Задания:
(1) Что в отрывке о пьесе названо символом крайнего отчуждения?
(2) Продолжите отрывок о пьесе, начав сразу после его последнего предложения.

Цитируемый отрывок:

Мотивы ускользающей жизни и бесконечно преследующих человека страхов пронизывают пьесу. Человек индустриального общества ничем не защищен. Анонимность, заданность и ограниченность существования порождают у обывателя обилие страхов-фобий, вынуждают свить вокруг себя толстый защитный кокон. Эти фобии осмыслены драматургом как явления метафизические: страх перед воскресеньем, страх, что кто-то схватит тебя за затылок и вдавит в стекло, страх человека споткнуться при каждом жизненном шаге.
Драматург создает целую вереницу щемящих пейзажей отчуждения человека от человека. Фиктивный диалог Лотты с соседями-призраками на курорте, ее прерванный диалог с обитателями комнат, каждый из которых привык «сам справляться со своими проблемами» и пресекает любое вторжение в его личный мир, разговор Лотты по домофону с близкой подругой, которой лень погружаться в чужую жизнь, переход Лоттиного диалога в бесконечный мучительный и путаный монолог, наконец, в галлюцинации и лихорадочный бред… Символом крайнего отчуждения предстает палатка, куда брошенная родителями девочка прячется от агрессивной действительности. В сущности, каждый здесь носит внутри себя такую палатку.
Снова и снова ищет наивная и незащищенная Лотта понимания, общения. Снова и снова входит она в чужие комнаты (типологическая ситуация пьесы). Но она везде лишняя, ее никто не ждет. Лотта — это Шен Те, лишенная Шуи Та, человеческой злой половины, и она, как замечает Гитарист, чрезмерно добра и тем самым создает проблемы. Обыкновенные обыватели, взрывчатая смесь апатии и агрессивности, гонят Лотту все быстрее и быстрее в направлении тупика. Она словно бы впустую проходит сквозь время и пространство, не оставляя и следа. Впрочем, одиночество оттачивает ее острый ум и делает ее чуть ли не домашним философом.

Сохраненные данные
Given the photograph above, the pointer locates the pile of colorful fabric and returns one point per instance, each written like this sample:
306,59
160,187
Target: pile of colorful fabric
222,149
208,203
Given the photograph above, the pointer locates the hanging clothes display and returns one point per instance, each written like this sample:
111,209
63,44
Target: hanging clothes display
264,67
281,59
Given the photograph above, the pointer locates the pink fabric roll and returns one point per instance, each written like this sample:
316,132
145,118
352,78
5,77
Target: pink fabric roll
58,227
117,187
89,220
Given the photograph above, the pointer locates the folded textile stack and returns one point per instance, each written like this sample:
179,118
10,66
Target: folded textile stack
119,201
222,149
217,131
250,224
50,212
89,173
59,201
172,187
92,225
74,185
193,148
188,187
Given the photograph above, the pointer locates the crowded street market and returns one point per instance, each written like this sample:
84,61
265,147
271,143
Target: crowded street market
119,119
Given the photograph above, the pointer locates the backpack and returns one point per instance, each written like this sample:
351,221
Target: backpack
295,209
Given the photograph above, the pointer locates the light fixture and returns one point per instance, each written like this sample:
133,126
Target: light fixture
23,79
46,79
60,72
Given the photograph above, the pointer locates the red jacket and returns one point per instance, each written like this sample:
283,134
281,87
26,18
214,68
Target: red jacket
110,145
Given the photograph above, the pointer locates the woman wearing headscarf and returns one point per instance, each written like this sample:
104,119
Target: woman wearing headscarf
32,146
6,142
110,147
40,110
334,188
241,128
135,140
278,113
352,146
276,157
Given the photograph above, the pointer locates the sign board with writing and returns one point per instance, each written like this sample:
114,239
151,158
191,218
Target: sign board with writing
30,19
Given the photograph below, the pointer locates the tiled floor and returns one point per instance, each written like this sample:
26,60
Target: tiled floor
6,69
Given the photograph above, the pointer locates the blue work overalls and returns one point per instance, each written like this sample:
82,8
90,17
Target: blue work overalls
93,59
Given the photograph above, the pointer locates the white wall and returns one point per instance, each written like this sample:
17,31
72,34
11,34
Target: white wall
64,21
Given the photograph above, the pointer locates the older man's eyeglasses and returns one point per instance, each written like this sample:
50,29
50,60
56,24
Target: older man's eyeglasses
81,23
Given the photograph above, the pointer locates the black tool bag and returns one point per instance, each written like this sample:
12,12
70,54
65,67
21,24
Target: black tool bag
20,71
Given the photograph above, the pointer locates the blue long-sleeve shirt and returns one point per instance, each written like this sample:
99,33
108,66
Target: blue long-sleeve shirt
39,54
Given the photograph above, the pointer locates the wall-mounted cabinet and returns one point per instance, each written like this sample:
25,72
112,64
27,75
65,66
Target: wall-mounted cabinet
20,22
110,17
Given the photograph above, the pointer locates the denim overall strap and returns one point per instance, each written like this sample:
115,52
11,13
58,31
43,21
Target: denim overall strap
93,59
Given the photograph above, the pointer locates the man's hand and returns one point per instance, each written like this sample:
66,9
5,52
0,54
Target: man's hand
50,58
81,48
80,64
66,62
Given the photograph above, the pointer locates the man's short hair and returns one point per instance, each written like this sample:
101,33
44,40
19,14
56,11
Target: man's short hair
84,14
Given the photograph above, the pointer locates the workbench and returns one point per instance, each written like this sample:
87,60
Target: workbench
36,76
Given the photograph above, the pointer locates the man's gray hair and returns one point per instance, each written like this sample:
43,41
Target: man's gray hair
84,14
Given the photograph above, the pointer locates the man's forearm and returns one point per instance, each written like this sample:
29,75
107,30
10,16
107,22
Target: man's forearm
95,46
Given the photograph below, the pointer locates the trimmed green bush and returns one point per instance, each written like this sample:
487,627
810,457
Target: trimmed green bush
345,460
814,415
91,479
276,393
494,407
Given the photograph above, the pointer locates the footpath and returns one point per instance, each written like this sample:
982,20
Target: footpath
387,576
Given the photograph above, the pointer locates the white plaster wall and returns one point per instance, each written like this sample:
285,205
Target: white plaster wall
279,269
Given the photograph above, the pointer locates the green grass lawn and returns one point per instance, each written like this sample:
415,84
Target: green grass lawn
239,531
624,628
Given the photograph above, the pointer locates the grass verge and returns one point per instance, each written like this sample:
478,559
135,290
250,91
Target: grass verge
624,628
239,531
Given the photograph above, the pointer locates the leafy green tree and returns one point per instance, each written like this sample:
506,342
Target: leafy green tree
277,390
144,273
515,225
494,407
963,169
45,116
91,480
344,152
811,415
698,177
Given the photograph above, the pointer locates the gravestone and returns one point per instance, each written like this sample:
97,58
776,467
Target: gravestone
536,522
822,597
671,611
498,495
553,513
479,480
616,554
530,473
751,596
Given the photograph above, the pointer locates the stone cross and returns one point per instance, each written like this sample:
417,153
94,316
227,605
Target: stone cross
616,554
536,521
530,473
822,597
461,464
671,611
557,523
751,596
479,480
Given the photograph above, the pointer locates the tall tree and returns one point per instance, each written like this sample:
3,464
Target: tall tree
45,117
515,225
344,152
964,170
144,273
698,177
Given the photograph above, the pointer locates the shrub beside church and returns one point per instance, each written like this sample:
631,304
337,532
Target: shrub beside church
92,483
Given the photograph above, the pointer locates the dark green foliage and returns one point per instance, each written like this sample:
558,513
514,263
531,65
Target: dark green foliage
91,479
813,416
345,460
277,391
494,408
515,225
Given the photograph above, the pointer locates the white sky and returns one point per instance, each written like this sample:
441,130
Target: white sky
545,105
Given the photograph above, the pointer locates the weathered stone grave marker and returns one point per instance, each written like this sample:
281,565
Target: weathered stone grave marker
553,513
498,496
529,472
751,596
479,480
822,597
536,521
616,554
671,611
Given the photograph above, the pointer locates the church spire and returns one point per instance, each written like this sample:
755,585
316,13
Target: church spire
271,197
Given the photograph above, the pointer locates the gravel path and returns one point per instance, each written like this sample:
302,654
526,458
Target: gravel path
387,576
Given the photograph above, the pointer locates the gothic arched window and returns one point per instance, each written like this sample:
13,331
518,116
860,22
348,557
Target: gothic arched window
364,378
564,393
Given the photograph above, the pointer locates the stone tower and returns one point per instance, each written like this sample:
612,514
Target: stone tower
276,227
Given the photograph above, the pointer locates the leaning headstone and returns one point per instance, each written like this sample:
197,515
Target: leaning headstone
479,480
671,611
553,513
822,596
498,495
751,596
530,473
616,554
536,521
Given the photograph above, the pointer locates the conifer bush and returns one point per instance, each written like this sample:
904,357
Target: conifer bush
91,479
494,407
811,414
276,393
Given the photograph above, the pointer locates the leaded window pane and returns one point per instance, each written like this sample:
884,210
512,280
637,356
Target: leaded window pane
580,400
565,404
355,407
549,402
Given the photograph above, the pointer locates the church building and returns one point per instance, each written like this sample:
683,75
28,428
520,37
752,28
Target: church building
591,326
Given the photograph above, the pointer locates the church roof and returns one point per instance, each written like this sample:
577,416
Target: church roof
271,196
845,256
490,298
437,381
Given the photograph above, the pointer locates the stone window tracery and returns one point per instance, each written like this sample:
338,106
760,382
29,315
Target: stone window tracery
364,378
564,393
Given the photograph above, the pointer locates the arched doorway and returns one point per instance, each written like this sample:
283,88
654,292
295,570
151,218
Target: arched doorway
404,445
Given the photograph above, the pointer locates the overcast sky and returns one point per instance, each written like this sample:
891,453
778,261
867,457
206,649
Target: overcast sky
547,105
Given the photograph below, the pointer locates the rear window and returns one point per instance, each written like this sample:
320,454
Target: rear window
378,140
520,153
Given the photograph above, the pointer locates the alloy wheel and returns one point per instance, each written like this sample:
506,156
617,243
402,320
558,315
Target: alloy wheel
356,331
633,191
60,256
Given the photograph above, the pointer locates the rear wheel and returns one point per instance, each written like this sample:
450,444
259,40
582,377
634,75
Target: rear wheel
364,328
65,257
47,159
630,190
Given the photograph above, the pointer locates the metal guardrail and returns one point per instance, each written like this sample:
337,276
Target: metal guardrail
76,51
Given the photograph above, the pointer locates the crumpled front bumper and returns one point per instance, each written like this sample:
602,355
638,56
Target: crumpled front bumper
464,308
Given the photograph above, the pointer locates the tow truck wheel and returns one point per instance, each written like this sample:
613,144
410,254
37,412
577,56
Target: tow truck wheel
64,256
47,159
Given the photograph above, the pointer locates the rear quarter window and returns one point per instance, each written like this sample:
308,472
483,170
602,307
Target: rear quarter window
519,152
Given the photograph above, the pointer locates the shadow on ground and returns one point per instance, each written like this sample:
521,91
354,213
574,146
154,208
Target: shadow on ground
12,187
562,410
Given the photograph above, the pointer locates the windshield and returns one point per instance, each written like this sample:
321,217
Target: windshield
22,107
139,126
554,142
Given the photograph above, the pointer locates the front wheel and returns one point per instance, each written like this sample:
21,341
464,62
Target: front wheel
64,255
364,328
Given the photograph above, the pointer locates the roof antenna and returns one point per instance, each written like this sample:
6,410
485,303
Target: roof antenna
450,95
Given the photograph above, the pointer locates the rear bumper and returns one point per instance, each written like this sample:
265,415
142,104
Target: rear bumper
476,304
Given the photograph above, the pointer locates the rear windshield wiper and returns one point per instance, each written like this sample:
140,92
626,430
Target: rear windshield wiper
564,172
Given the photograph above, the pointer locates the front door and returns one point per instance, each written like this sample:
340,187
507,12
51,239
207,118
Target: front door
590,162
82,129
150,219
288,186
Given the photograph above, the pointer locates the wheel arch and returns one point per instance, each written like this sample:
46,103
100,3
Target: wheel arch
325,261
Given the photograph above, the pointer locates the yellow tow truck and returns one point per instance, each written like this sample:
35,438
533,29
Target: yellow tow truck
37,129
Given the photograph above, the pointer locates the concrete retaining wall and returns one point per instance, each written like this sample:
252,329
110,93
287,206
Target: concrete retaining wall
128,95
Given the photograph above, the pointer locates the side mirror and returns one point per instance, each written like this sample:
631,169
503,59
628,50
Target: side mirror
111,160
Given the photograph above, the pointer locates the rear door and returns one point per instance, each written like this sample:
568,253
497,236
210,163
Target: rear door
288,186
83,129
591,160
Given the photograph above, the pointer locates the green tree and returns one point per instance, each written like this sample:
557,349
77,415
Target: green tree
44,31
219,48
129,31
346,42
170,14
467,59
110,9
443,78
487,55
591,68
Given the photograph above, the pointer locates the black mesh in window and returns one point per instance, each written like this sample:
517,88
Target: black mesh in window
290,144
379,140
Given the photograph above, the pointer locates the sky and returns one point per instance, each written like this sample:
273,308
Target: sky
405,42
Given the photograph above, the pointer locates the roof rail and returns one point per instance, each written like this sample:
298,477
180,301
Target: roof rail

Ответы по номерам:
(1) Палатка, в которую брошенная родителями девочка прячется от агрессивной действительности.

(2)
Драматургически наиболее близким автору «Такой большой — и маленькой» оказывается опыт Чехова и Беккета. Щемящая неудовлетворенность жизнью, постоянная нервная перевозбужденность, переливы настроений, безуспешные, абсурдные попытки контакта и бегство от проблем в такой же степени свойственны героям Штрауса. «Как хорошо можно было бы жить сегодня рядом с милыми опустившимися интеллигентами Чехова! — признавался писатель в романе „Ошибка переписчика“ (1997). — Однако эти опустившиеся люди стали сегодня такими ожесточенно-немечтательными, трезвыми, просвещенными, совершенно несентиментальными. Задавленными до основания. Рабами проблем. Интеллектуальными руинами. Маленькими и крошечными куклами всеобщего, которые никогда не станут красивыми флегматиками, задумчивыми обманщиками самих себя». В этом смысле Лотта, конечно, фигура рудиментарная.
Категория настроения преображается у Штрауса в соответствии с его собственным ощущением времени. Это хорошо видно в чисто монтажной сцене «Десять комнат», по-существу, пьесе в пьесе, являющейся квинтэссенцией формальных исканий драматурга. В монологических сценах он гораздо более консервативен. Заметим, что эксперимент с «Десятью комнатами» подготовил появление драматургических структур «Времени и комнаты» (1988). Настроение Штраус передает не только с помощью слова, но и чередованием различных ритмов сцен, посредством калейдоскопичности, фрагментарности изложения. Вместо последовательного изложения — секвенции бытия, остановленные мгновения, обрыв фразы на полуслове. Принцип фрагментаризации действия, введенный в свое время Георгом Бюхнером, Штраус сближает с принципом киномонтажа. Начиная с этой пьесы, драматург все большее внимание уделяет режиссерским указаниям в ремарках, создавая целостный пластический ряд, напоминающий инсталляции Пины Бауш. Театральный язык Штрауса эпохи постмодернизма становится все более синтетичным.
Чем дальше после фиаско в рациональном мире уходит Лотта в глубины поверженного и растоптанного «я», в сферы зовущего ее метафизического духа, в богоискательство, тем чаще пласты реалистического изображения перемежаются с сюрреалистическими. Трагедию отчуждения и несогласования с Богом, граничащую с паранойей, Штраус передает с помощью сюрреалистических секвенций, горячечных медитаций героини, кончающихся утратой смысла и связной речи.
Ближе к финалу мы видим Лотту превратившейся в одинокую, гонимую безотчетной тоской странницу, шутиху, «белую как мел с головы до пят», бесцельно скитающуюся по городу. Шутовство Лотты менее осознанно, чем шутовство Гамлета, и все же это явный протест против обыденщины, жестокого внутреннего «бидермаейера», против социализации в безумном мире.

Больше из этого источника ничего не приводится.